HHS Watchdog Identifies MU, Interoperability as Top Management Challenges
Key Takeaway: The Department of Health and Human Services’ (HHS) Office of Inspector General (OIG) issued a report last week identifying “the meaningful and secure exchange and use of electronic health information” among the Top Management Challenges facing the department for the near future.
Why it Matters: This yearly OIG report looks at management and performance challenges for HHS, and this is the first year that meaningful use participation and interoperability have made the list. It is an important acknowledgement from HHS’s watchdog that the program is not as stable as some would believe and that increased visibility by HHS leadership is needed to attain the promise of IT in healthcare.
This year’s list of HHS Top Management Challenges (TMCs) was published by the OIG last week, identifying 10 areas on which the Department needs to focus, including managing health insurance marketplaces, expanding oversight of Medicaid fraud, waste and abuse protections, and ensuring food and drug safety. “These challenges reflect continuing vulnerabilities that OIG has identified for HHS over recent years, as well as new and emerging issues that HHS will face in the coming year,” the OIG said. Historically, OIG has identified privacy/security and program integrity concerns related to information technology; however, this year the “meaningful and secure exchange and use of electronic health information” received its own category as a challenge for the department.

* [GIVEN RECORDS]
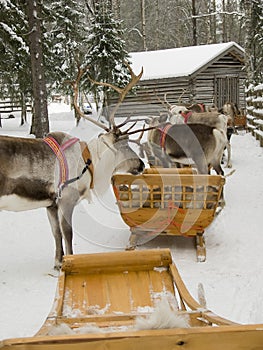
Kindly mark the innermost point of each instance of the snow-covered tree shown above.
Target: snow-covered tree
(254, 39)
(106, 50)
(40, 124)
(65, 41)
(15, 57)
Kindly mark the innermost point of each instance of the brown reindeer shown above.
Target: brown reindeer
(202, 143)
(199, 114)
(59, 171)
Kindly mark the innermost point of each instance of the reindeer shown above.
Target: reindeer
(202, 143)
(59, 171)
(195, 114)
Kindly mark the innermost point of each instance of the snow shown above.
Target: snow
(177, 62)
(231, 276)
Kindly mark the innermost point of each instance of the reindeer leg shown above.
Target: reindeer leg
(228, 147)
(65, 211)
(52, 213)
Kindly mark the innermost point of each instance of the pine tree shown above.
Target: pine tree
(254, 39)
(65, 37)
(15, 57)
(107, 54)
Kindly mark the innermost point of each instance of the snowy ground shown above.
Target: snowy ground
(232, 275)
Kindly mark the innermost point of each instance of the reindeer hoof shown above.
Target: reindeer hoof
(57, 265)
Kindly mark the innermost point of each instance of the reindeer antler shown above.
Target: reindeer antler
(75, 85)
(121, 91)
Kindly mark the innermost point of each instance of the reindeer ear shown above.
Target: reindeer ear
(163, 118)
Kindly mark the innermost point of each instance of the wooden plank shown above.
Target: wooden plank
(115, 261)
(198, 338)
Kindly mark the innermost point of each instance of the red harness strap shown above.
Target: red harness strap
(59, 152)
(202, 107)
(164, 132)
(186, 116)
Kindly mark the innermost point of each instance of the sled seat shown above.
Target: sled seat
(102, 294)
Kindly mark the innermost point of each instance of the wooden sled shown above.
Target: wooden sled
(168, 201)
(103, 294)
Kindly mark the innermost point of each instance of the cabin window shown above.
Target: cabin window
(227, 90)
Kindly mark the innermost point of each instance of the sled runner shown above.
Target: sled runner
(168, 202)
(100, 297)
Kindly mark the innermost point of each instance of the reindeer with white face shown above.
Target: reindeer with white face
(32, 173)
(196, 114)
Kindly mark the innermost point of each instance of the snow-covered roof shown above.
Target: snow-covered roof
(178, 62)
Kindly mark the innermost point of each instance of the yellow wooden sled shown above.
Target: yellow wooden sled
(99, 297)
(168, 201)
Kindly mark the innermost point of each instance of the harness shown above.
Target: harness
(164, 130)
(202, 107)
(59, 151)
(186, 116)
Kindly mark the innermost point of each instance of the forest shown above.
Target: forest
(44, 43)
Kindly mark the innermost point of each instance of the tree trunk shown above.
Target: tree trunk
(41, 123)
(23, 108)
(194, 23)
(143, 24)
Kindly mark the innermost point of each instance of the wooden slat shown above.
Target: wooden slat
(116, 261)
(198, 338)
...
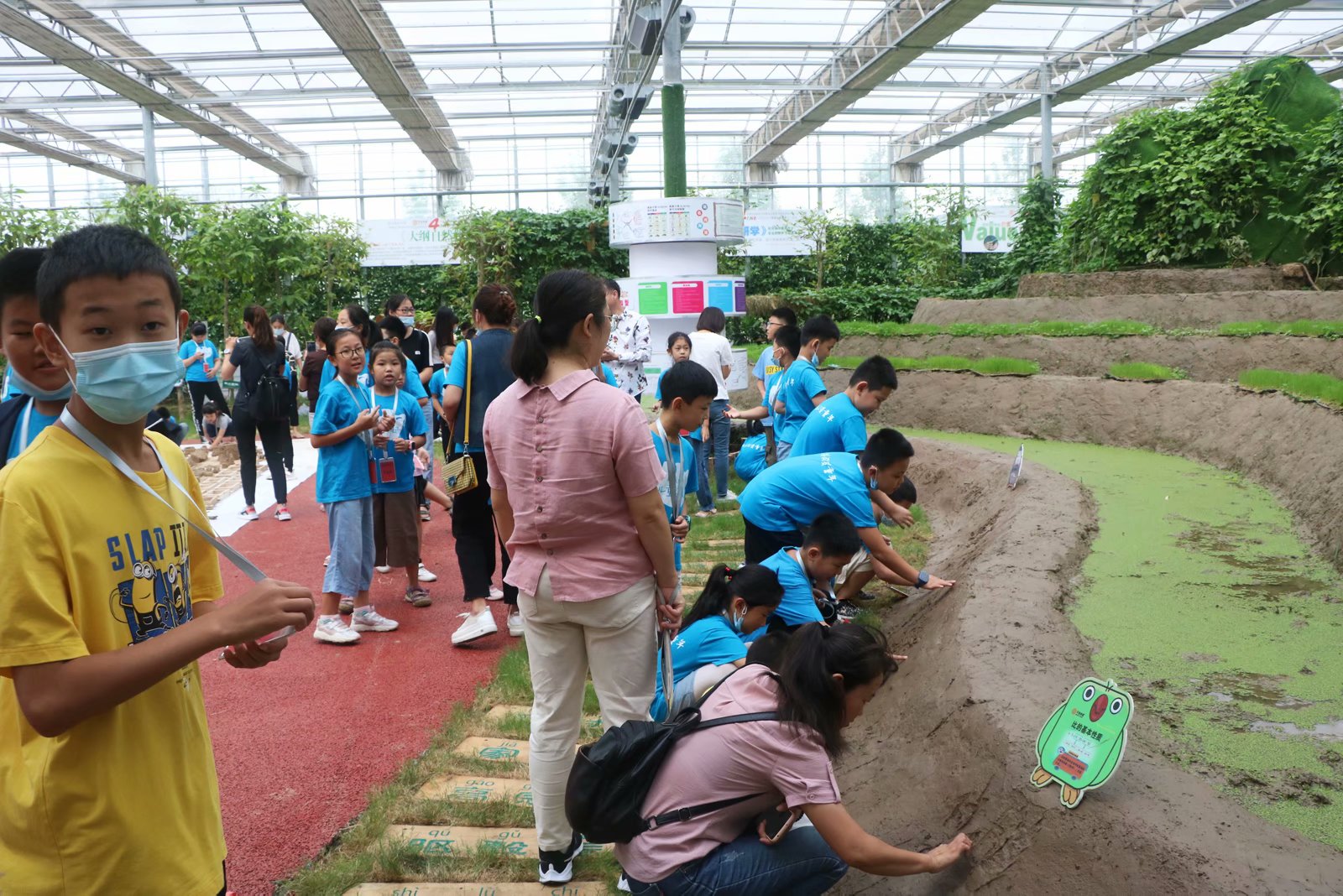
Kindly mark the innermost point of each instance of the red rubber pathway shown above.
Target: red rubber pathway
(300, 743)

* [WHAT TO PRODUCE]
Extract the passage of the HHS watchdog report article between "Why it Matters: This" and "IT in healthcare.", inclusive.

* [WRITTEN ANSWER]
Why it Matters: This yearly OIG report looks at management and performance challenges for HHS, and this is the first year that meaningful use participation and interoperability have made the list. It is an important acknowledgement from HHS’s watchdog that the program is not as stable as some would believe and that increased visibility by HHS leadership is needed to attain the promise of IT in healthcare.